- _TASK INSTRUCTIONS_: Transcribe every line exactly. Leave the pictures behind.
BEGIN THE DATA
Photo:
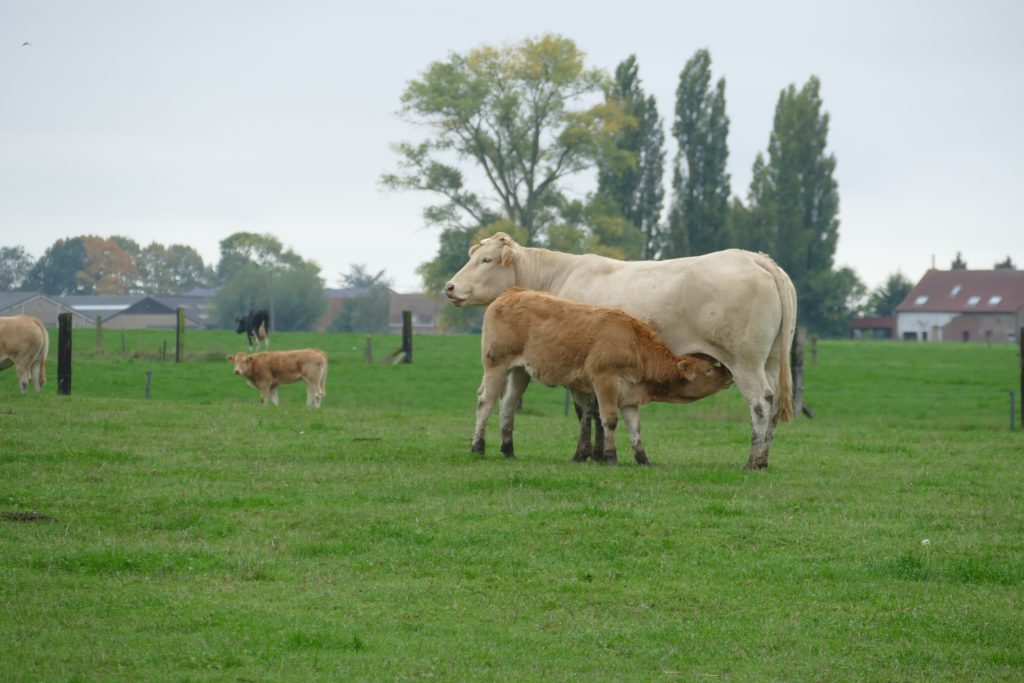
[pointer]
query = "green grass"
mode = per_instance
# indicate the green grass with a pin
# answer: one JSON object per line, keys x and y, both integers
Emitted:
{"x": 199, "y": 536}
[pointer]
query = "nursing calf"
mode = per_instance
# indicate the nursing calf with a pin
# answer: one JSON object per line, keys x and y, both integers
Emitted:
{"x": 25, "y": 343}
{"x": 269, "y": 370}
{"x": 590, "y": 350}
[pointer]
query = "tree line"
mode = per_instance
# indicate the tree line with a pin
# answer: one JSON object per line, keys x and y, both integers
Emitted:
{"x": 508, "y": 126}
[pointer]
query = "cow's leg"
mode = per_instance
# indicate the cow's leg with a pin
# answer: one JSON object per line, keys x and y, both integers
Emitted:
{"x": 585, "y": 449}
{"x": 515, "y": 386}
{"x": 761, "y": 399}
{"x": 631, "y": 414}
{"x": 36, "y": 370}
{"x": 606, "y": 390}
{"x": 24, "y": 377}
{"x": 491, "y": 389}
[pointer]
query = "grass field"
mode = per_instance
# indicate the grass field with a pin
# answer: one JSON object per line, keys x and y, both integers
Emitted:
{"x": 198, "y": 536}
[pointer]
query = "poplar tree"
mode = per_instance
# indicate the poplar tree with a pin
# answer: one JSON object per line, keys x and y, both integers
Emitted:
{"x": 795, "y": 210}
{"x": 699, "y": 181}
{"x": 632, "y": 182}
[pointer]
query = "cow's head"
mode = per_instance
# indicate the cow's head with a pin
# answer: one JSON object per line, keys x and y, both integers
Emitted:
{"x": 489, "y": 271}
{"x": 243, "y": 364}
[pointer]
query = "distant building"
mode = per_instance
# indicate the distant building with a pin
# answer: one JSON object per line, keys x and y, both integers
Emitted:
{"x": 46, "y": 308}
{"x": 152, "y": 313}
{"x": 872, "y": 328}
{"x": 963, "y": 305}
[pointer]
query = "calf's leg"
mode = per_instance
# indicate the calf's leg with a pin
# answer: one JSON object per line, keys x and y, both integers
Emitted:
{"x": 631, "y": 414}
{"x": 491, "y": 389}
{"x": 606, "y": 390}
{"x": 515, "y": 386}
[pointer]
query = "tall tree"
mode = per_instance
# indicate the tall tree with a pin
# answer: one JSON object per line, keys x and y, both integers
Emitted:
{"x": 171, "y": 269}
{"x": 15, "y": 263}
{"x": 518, "y": 114}
{"x": 294, "y": 295}
{"x": 631, "y": 179}
{"x": 369, "y": 310}
{"x": 109, "y": 269}
{"x": 699, "y": 181}
{"x": 884, "y": 299}
{"x": 795, "y": 202}
{"x": 265, "y": 251}
{"x": 61, "y": 269}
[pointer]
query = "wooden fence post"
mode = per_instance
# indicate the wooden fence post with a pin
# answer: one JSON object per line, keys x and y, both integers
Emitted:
{"x": 179, "y": 337}
{"x": 64, "y": 354}
{"x": 407, "y": 336}
{"x": 797, "y": 369}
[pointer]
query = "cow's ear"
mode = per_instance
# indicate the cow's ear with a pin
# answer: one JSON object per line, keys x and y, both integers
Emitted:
{"x": 686, "y": 370}
{"x": 507, "y": 251}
END THE DATA
- _EXERCISE RESULT_:
Photo:
[pointer]
query = "green grass"
mode = per_instance
# indicate the green grass with a pin
# answer: one JSON object per line, keys x and y, both integers
Emitted:
{"x": 199, "y": 536}
[pointer]
query = "nursing calf"
mode = per_instance
# indicate the nursing calf with a pin
# answer: one JSON object per line, keys x and y, both integers
Emitted:
{"x": 25, "y": 343}
{"x": 269, "y": 370}
{"x": 590, "y": 350}
[pointer]
query = "tree line"
mode = per_instance
# indicate the tree line with a pin
# answer: one JSON object per line, keys x and y, both integers
Emitted:
{"x": 508, "y": 126}
[pointer]
query = "cow's leg"
mode = per_instance
# indicate the cow's leg with a pin
# answer: one JSON object per line, keys x and y, both integers
Emitted:
{"x": 585, "y": 449}
{"x": 515, "y": 386}
{"x": 761, "y": 399}
{"x": 631, "y": 414}
{"x": 36, "y": 370}
{"x": 606, "y": 390}
{"x": 24, "y": 377}
{"x": 491, "y": 389}
[pointer]
query = "grass field"
mode = per_instance
# indicate the grass field with a pin
# answer: one JSON object per line, keys x and y, both integers
Emitted:
{"x": 198, "y": 536}
[pointer]
query = "poplar tree"
mode = per_instance
# indicate the poplar tree with a pin
# answer: one JSON object per line, keys x and y, both integers
Emitted:
{"x": 795, "y": 210}
{"x": 699, "y": 181}
{"x": 632, "y": 182}
[pointer]
query = "cow's head"
mode = per_instance
# indicate the cow's head with a pin
# answer: one JSON object per line, keys x and y, both integers
Emitted:
{"x": 489, "y": 271}
{"x": 243, "y": 364}
[pointer]
query = "distant building"
mode = per_instance
# indicate the distant building with a pin
# answer: one JSON object per line, keys x and y, both integers
Emitted:
{"x": 46, "y": 308}
{"x": 152, "y": 313}
{"x": 872, "y": 328}
{"x": 963, "y": 305}
[pointer]
query = "calf's leg"
mode = per_instance
# indicate the calf's leg with a pin
# answer: one JSON object per line, keys x and y, both integers
Emitted:
{"x": 631, "y": 414}
{"x": 491, "y": 389}
{"x": 606, "y": 390}
{"x": 515, "y": 386}
[pointer]
query = "tall tree"
mode = per_instance
# indicate the tall tree with a pin
# answer: one JSON object per line, keys x and y, both integers
Emitted:
{"x": 171, "y": 269}
{"x": 15, "y": 263}
{"x": 518, "y": 114}
{"x": 294, "y": 295}
{"x": 631, "y": 179}
{"x": 369, "y": 310}
{"x": 109, "y": 269}
{"x": 699, "y": 181}
{"x": 884, "y": 299}
{"x": 795, "y": 202}
{"x": 265, "y": 251}
{"x": 61, "y": 269}
[pointer]
query = "wooden fence post"
mode = per_instance
# indicate the wooden fence post with a pin
# answer: one JSON object per line, keys x and y, both integers
Emitted:
{"x": 179, "y": 337}
{"x": 64, "y": 354}
{"x": 407, "y": 336}
{"x": 797, "y": 369}
[pointer]
query = "cow's ear"
mode = per_instance
# indicate the cow's ear with a pin
# answer: one JSON object per line, keys x and y, both integers
Emitted:
{"x": 686, "y": 370}
{"x": 507, "y": 251}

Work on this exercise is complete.